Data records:

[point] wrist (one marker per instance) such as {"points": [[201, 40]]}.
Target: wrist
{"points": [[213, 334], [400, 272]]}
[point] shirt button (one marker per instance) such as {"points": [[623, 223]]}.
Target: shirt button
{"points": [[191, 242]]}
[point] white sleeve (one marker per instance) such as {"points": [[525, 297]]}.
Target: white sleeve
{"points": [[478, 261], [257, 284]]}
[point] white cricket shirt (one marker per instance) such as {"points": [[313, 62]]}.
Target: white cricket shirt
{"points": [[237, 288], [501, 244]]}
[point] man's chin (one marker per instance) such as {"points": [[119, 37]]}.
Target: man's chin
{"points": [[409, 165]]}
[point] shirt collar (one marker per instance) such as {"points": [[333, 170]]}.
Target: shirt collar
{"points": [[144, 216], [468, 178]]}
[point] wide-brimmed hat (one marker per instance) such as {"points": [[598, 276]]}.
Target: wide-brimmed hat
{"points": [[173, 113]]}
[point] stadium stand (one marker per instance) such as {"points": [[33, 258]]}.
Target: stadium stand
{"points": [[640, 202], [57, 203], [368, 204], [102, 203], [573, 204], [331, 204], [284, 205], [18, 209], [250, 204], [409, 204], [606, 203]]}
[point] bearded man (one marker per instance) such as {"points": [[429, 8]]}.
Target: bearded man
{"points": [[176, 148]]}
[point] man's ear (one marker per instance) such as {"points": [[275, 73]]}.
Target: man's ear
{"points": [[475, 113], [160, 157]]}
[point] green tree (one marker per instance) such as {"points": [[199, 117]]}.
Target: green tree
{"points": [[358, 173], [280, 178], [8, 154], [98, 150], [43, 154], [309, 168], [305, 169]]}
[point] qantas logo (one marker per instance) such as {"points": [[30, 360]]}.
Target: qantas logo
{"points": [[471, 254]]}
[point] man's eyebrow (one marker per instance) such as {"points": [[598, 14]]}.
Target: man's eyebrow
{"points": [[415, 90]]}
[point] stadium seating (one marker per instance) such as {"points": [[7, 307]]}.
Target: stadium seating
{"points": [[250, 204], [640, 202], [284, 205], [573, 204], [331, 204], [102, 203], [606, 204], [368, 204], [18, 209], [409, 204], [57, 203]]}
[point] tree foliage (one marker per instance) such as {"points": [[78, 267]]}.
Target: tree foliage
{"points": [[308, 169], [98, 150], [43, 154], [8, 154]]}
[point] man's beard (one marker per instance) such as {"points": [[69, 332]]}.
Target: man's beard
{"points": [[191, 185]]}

EXERCISE PROMPT:
Transcribe the material above word for word.

EXERCISE ANSWER:
[point] wrist (one marker per instance) such as {"points": [[201, 40]]}.
Target: wrist
{"points": [[213, 334], [400, 272]]}
[point] shirt button (one marker per instance) such as {"points": [[623, 223]]}.
Target: shirt button
{"points": [[191, 242]]}
[point] white sleeve (one marker per instance) such as {"points": [[525, 297]]}.
Target: white sleeve
{"points": [[478, 261], [257, 284]]}
[point] white cricket shirt (one marker per instance) such as {"points": [[313, 62]]}.
Target: white cricket shirt
{"points": [[237, 288], [501, 244]]}
[point] man's chin (one marker per instance) such as {"points": [[119, 37]]}.
Target: man's chin
{"points": [[409, 165]]}
[point] shirt collar (one marker per instance) such as {"points": [[333, 170]]}.
Target: shirt collar
{"points": [[144, 216], [468, 178]]}
[point] wide-brimmed hat (one marker per instance) such as {"points": [[598, 276]]}.
Target: wide-brimmed hat
{"points": [[173, 113]]}
[point] stadium stand (one marker per instance) such as {"points": [[33, 258]]}.
Target: stadium stand
{"points": [[640, 202], [57, 203], [368, 204], [102, 203], [573, 204], [331, 204], [284, 205], [18, 209], [250, 204], [409, 204], [606, 203]]}
[point] bearded man (one marker per instance) such as {"points": [[429, 8]]}.
Target: bearded man
{"points": [[176, 148]]}
[point] man's ear (one marker per instance) such as {"points": [[275, 73]]}.
Target: man's ear
{"points": [[475, 113], [160, 157]]}
[point] green tree (one marker per instance) such as {"points": [[199, 117]]}.
Target: green tree
{"points": [[358, 173], [280, 178], [8, 154], [98, 150], [43, 154], [309, 168], [305, 169]]}
[point] qantas logo (one marker per instance) such as {"points": [[30, 360]]}.
Target: qantas logo
{"points": [[471, 254]]}
[point] man's eyebrow (one marker per instance) such as {"points": [[598, 14]]}.
Target: man's eyebrow
{"points": [[415, 90]]}
[point] stadium seating (one marker per instance) such as {"points": [[7, 307]]}.
Target: stadium seating
{"points": [[250, 204], [640, 202], [284, 205], [573, 204], [331, 204], [102, 203], [606, 204], [368, 204], [18, 209], [409, 204], [57, 203]]}
[point] tree foliage (one marker per instance) such as {"points": [[78, 267]]}.
Target: tree foliage
{"points": [[308, 169], [98, 150], [43, 154], [8, 154]]}
[point] man's beard (one marker per instance) such as {"points": [[69, 332]]}.
Target: man's beard
{"points": [[191, 185]]}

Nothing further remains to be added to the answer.